*Instructions to follow*
Nothing other than the lines from the one containing "lawn. Keep to one point per instance." through the close of the entries below should be printed, each exactly.

*Given data*

○ ○ ○ ○ ○

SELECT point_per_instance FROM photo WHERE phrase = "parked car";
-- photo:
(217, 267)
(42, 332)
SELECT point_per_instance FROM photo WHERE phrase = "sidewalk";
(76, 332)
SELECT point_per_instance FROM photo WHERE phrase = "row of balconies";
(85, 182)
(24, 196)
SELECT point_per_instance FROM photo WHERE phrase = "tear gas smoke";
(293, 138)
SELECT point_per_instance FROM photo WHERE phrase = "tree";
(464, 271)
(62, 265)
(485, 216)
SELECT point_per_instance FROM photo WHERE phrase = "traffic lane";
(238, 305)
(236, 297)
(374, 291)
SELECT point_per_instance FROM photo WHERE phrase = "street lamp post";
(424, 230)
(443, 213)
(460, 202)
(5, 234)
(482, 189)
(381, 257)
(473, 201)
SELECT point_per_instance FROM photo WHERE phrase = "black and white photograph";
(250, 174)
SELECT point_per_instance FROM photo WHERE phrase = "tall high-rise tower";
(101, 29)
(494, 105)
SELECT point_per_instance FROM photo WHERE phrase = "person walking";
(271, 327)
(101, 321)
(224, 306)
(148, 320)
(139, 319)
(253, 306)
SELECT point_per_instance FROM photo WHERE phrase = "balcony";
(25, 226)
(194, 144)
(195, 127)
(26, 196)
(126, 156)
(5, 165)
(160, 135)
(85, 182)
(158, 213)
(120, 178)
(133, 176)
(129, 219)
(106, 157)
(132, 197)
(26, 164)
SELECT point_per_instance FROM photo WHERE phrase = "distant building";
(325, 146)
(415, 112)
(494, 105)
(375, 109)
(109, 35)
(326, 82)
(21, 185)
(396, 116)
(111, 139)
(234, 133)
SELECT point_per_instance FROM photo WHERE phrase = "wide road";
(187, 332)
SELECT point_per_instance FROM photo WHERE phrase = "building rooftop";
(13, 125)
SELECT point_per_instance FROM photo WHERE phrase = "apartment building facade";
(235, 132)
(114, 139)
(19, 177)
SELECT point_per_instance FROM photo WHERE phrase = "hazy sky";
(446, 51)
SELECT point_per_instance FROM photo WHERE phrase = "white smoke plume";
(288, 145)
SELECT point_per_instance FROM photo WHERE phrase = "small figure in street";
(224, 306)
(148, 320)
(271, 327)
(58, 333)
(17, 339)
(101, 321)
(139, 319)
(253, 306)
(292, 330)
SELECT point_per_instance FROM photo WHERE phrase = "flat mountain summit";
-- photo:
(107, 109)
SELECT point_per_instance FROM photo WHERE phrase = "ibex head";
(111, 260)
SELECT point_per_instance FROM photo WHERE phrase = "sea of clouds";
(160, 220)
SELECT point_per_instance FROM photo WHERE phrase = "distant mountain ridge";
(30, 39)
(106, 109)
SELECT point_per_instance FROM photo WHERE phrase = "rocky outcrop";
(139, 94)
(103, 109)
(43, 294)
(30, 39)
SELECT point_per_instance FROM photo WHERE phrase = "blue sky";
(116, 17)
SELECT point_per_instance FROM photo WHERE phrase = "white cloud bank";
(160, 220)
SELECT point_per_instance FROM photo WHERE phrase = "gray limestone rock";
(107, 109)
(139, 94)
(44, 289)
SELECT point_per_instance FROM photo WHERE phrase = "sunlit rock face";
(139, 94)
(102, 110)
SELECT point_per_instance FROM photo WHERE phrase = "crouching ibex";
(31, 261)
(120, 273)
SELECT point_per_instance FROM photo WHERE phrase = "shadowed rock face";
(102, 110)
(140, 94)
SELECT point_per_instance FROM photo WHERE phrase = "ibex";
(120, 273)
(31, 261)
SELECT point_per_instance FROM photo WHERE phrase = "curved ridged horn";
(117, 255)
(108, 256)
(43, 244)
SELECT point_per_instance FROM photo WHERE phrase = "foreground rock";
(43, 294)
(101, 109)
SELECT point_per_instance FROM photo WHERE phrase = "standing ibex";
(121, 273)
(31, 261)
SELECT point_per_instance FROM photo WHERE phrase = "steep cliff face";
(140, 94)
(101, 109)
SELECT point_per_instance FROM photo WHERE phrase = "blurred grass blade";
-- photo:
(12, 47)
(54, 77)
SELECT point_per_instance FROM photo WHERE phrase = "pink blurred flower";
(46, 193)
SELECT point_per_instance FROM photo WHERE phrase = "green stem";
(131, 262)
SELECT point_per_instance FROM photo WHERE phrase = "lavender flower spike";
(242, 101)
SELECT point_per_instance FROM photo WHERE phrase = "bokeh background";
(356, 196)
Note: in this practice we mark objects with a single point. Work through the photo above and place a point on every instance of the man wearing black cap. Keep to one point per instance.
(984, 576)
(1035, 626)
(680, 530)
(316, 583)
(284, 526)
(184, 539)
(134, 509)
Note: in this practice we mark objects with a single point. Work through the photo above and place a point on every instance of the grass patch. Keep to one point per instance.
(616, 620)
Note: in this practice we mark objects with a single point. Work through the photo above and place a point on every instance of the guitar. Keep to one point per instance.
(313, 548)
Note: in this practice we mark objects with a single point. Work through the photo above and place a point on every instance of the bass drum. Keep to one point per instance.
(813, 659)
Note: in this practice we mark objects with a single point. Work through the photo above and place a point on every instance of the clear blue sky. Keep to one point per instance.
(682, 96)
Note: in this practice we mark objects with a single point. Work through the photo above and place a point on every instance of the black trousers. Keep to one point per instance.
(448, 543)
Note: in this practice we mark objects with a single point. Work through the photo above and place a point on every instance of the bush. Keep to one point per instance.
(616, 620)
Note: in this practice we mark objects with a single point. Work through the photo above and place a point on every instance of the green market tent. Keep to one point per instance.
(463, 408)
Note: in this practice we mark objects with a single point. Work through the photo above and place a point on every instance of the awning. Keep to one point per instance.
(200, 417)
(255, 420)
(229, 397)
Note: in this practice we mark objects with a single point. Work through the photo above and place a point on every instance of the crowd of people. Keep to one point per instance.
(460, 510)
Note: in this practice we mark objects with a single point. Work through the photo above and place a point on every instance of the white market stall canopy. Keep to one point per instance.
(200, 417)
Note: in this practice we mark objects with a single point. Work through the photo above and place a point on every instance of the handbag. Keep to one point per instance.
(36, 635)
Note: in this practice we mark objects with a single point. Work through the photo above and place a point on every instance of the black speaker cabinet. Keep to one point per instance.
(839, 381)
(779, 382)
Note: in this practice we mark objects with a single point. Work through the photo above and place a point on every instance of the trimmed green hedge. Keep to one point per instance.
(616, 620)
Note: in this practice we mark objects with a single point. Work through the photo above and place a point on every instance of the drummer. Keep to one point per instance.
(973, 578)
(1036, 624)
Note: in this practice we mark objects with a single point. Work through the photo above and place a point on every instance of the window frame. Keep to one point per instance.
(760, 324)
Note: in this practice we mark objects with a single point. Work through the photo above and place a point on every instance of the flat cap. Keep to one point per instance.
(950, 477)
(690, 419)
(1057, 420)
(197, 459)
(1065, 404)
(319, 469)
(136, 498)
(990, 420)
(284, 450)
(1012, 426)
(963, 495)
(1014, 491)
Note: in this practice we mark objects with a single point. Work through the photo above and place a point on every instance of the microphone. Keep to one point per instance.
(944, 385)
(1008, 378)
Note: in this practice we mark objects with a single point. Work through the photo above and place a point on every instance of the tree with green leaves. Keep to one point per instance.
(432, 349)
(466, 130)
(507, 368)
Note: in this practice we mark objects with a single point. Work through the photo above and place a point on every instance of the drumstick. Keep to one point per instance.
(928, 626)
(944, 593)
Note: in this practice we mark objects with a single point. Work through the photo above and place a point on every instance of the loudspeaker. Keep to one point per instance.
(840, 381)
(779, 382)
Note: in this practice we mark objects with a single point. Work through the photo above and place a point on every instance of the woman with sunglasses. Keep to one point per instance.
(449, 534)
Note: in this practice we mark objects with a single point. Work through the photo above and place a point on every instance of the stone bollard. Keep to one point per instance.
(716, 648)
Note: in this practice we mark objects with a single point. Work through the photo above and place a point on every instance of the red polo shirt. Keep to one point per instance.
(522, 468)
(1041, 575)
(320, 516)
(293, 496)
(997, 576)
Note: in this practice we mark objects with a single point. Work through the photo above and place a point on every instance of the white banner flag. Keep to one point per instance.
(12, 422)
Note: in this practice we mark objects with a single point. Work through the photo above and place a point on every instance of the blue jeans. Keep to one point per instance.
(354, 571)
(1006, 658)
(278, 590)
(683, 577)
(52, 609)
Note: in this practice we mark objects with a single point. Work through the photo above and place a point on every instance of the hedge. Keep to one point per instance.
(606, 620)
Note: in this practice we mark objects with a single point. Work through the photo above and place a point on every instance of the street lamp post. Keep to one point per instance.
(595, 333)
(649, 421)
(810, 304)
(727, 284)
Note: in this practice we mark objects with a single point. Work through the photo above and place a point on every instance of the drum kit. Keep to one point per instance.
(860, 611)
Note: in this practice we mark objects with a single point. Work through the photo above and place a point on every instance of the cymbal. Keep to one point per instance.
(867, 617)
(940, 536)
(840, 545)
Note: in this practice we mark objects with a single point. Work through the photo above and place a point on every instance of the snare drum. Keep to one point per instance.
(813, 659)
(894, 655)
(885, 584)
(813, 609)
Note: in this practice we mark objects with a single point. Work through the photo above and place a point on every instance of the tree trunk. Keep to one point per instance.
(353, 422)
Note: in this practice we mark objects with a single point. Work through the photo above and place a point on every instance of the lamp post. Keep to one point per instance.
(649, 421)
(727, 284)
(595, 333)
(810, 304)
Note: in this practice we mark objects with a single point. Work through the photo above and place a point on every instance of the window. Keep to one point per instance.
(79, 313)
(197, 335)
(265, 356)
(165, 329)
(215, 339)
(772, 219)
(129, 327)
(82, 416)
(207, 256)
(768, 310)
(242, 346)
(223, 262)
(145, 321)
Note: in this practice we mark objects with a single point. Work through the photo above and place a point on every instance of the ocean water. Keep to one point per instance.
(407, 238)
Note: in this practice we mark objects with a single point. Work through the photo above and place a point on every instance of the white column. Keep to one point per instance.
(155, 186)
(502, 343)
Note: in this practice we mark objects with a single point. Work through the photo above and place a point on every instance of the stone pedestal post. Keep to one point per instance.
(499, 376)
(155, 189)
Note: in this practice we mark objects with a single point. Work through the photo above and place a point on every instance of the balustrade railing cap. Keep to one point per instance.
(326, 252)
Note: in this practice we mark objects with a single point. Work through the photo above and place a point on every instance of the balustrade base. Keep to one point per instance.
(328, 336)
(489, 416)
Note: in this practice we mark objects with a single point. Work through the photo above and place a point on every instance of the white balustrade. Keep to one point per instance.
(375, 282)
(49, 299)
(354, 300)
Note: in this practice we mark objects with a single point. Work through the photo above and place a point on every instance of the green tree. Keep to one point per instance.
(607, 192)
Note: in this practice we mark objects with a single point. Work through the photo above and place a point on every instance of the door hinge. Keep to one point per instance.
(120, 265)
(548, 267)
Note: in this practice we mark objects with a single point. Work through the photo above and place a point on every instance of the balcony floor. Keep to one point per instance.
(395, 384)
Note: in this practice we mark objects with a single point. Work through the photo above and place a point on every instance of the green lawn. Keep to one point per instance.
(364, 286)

○ ○ ○ ○ ○

*Solution for this task*
Note: in this practice we mark objects with a single point. Work through the photo above and place a point on every instance of the green lawn. Keep to one point per instance.
(364, 286)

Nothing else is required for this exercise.